To the President of the Republic will likewise correspond the exclusive initiative to:
1. Impose, suppress, reduce or condone taxes of any class or nature, [to] establish exemptions or to modify the existing ones and [to] determine their form, proportionality or progression;
2. Create new public services or remunerated employment, whether fiscal, semi fiscal, autonomous or of the enterprises of the State; to suppress them and determine their functions or attributions;
3. Contract loans or [to] perform any other class of operations which might affect the credit or the financial responsibility of the State, of the semi-fiscal entities, the autonomous of the regional governments, or [entities] of the municipalities, and [to] condone, reduce or modify obligations, interest rates or other financial charges of any nature established in favor of the Treasury or of the aforementioned organisms or entities;
4. Establish, modify, concede or augment remunerations, retirement payments, pensions, widows' and orphans' allowances, earnings and any other class of emoluments, loans or benefits to active or retired personnel and to beneficiaries of widows' and orphans' allowances, of the public administration and of the other organisms and entities specified above, as well as establishing the minimum remuneration of the workers of the private sector; obligatorily augmenting their remunerations and other economic benefits or to alter the bases for determining them; all of which without prejudice to that provided in the following Numerals;
5. Establish the modalities and procedures of collective negotiation and determining the cases in which it will not be possible to negotiate; and
6. Establish or modify the norms concerning social security or those related to them, of both the public sector and the private sector.
The National Congress can only accept, reduce or reject the services, employment, emoluments, loans, benefits, expenditures and other initiatives concerning the matters which the President of the Republic proposes.

### [Excerpted data]
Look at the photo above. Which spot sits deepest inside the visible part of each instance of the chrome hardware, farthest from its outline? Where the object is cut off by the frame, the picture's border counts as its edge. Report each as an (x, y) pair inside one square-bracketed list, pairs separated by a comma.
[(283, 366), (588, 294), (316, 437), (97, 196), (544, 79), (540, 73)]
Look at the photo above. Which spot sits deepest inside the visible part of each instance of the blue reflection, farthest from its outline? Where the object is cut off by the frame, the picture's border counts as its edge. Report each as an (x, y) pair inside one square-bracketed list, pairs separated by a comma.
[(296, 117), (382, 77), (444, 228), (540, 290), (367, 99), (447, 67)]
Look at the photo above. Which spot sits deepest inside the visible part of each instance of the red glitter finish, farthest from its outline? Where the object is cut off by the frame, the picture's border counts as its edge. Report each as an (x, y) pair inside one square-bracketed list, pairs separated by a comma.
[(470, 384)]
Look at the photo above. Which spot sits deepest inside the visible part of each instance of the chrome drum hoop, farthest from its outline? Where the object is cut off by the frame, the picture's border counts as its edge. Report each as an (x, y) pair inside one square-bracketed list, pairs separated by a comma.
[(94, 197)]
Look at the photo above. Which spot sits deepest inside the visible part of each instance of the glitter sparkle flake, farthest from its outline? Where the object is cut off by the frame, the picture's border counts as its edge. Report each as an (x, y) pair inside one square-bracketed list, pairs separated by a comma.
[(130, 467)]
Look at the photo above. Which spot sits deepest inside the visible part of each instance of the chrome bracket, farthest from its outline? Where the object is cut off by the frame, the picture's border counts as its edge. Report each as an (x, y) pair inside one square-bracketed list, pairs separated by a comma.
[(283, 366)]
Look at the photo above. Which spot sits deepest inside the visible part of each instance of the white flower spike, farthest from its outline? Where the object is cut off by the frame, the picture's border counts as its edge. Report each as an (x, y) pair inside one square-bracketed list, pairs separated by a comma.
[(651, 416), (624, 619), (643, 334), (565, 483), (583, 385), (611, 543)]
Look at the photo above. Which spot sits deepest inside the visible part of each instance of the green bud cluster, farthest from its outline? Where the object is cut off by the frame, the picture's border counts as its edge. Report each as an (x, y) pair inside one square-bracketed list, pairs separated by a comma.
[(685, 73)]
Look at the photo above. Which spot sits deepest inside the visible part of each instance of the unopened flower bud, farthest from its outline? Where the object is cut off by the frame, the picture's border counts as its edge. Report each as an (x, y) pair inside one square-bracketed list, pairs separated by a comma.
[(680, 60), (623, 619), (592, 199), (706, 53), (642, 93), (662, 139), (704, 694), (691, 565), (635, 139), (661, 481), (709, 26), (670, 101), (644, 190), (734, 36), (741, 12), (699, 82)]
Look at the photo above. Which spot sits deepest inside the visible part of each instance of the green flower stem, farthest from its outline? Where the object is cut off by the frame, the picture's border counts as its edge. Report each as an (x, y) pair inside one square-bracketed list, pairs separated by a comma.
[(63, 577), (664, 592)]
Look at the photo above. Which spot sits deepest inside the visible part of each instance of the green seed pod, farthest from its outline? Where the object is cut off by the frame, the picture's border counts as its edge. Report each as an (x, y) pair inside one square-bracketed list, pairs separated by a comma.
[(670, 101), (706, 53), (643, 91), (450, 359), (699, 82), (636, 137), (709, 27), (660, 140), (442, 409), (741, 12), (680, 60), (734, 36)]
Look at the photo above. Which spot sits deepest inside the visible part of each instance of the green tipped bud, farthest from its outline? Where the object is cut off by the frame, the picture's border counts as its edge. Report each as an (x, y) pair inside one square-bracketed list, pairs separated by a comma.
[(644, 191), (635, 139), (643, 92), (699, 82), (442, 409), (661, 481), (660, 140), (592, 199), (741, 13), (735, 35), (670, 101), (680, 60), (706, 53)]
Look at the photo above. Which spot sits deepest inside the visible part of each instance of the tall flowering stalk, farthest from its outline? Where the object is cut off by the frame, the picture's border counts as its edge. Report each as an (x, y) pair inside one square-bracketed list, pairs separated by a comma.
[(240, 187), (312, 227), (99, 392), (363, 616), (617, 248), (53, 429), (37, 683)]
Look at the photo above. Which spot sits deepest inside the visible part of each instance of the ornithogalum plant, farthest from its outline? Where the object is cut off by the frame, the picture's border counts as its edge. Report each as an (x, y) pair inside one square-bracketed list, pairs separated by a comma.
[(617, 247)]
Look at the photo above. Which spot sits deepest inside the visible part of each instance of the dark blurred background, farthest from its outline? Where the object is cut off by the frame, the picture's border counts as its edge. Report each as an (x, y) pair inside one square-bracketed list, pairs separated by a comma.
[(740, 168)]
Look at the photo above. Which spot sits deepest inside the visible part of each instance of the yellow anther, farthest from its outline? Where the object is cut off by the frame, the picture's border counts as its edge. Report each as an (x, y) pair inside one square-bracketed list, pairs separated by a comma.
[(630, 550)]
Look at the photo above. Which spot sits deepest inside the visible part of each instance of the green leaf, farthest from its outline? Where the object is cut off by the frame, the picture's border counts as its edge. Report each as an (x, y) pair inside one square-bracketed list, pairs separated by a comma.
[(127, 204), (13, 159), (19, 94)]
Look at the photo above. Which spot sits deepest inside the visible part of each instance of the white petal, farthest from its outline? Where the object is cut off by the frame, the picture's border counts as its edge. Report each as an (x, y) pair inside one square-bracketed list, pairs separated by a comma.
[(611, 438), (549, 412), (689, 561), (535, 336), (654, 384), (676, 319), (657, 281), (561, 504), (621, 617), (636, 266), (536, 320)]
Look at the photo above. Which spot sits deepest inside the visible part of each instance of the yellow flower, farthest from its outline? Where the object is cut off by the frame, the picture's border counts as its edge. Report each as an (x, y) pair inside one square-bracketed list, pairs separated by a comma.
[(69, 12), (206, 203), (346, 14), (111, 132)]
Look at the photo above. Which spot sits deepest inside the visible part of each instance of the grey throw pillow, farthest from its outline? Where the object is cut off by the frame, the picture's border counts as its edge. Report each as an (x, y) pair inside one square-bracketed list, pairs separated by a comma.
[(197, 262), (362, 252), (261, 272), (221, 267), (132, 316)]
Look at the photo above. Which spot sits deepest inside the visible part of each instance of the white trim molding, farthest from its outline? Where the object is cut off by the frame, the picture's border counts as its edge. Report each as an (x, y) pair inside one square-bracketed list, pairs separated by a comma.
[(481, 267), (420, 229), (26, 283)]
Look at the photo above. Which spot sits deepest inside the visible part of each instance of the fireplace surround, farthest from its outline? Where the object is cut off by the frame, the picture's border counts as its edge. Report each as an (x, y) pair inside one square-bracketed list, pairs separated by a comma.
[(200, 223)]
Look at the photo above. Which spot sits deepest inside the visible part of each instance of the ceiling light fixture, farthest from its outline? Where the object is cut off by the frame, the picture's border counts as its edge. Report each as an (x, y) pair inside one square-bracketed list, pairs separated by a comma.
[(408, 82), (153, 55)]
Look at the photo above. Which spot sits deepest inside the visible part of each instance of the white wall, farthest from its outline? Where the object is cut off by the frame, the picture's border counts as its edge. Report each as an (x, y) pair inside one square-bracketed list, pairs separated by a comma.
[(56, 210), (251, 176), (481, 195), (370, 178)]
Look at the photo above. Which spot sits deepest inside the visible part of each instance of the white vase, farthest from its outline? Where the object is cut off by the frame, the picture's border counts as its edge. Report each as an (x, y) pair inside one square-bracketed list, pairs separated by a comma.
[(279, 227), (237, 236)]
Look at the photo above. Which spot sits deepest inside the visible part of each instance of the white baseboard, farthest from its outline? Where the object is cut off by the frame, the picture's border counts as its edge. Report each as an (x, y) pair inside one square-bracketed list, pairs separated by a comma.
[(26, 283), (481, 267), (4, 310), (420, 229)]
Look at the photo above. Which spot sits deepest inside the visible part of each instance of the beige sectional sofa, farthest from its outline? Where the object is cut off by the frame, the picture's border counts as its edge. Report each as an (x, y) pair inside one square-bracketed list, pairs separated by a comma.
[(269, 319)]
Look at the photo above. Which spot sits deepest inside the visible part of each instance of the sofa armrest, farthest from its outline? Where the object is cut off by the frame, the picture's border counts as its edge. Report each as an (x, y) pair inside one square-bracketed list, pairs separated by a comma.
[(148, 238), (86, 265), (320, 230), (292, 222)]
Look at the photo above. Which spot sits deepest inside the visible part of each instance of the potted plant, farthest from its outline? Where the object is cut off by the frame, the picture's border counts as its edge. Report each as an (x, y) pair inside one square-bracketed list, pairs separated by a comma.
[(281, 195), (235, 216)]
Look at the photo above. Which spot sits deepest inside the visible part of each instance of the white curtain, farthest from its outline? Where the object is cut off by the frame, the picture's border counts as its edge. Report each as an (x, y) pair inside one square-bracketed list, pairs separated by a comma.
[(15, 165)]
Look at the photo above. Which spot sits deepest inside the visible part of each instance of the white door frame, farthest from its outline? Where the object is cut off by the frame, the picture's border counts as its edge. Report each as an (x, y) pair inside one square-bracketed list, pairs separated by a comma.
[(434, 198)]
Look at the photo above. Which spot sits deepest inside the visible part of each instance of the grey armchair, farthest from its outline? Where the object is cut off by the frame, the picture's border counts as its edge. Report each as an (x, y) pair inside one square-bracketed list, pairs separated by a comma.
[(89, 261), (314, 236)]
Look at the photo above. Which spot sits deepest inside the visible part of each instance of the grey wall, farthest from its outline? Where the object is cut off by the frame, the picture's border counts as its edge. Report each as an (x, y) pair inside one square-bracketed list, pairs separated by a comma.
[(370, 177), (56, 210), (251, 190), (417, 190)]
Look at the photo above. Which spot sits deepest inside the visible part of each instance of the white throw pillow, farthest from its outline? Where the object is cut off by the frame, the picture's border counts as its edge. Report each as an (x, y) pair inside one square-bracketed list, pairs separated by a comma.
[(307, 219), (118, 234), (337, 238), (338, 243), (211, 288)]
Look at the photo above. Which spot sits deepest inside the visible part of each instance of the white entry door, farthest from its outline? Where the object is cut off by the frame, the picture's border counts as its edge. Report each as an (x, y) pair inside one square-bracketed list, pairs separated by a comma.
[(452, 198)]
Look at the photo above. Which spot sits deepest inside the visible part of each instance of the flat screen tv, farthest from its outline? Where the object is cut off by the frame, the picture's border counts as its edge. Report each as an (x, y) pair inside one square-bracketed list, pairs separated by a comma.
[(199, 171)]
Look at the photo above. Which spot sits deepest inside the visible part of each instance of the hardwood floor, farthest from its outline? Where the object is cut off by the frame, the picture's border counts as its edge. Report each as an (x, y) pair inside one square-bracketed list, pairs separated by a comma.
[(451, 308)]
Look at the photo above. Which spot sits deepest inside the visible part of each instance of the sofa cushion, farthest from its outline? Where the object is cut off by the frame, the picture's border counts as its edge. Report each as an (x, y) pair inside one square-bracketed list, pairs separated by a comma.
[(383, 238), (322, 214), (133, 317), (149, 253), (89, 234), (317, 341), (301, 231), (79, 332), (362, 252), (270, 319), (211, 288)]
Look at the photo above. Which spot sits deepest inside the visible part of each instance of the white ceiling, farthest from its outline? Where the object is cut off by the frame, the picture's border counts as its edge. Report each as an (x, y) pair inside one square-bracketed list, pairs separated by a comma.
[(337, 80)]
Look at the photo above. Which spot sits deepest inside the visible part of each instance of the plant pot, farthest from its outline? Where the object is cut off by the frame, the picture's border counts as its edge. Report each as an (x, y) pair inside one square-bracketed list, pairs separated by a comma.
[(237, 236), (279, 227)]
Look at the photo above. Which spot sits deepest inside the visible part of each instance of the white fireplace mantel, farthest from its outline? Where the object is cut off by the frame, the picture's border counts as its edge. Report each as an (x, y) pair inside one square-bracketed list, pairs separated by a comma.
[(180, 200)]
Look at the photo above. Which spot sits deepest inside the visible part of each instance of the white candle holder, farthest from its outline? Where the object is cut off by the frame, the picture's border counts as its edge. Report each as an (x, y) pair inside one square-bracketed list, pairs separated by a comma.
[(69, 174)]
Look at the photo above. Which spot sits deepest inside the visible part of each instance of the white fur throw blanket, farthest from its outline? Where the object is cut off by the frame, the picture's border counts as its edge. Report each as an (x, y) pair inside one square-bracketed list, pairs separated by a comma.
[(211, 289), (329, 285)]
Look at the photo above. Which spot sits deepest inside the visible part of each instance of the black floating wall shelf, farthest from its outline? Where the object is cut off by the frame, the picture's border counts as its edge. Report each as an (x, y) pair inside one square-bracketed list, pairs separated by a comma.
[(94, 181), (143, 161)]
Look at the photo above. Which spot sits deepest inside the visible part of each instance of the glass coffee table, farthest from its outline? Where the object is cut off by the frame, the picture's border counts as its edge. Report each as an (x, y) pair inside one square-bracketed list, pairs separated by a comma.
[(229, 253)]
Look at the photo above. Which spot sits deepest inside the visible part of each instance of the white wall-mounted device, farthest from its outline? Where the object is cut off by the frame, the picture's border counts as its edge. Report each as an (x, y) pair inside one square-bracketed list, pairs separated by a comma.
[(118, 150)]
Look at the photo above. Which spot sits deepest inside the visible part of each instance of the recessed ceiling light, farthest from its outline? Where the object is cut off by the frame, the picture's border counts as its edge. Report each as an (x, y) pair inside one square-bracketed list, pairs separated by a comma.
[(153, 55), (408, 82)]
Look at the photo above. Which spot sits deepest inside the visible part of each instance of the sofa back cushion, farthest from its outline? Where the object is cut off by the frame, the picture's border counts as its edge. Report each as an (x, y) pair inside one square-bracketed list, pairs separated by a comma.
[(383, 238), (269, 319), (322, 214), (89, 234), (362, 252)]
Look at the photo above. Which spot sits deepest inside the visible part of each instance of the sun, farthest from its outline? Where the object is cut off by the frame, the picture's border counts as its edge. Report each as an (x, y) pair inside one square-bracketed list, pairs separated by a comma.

### [Written exercise]
Reproduce the passage on the President's exclusive initiative between "The National Congress" and "the Republic proposes.", inclusive. These records were drawn from a separate source.

### [The solution]
The National Congress can only accept, reduce or reject the services, employment, emoluments, loans, benefits, expenditures and other initiatives concerning the matters which the President of the Republic proposes.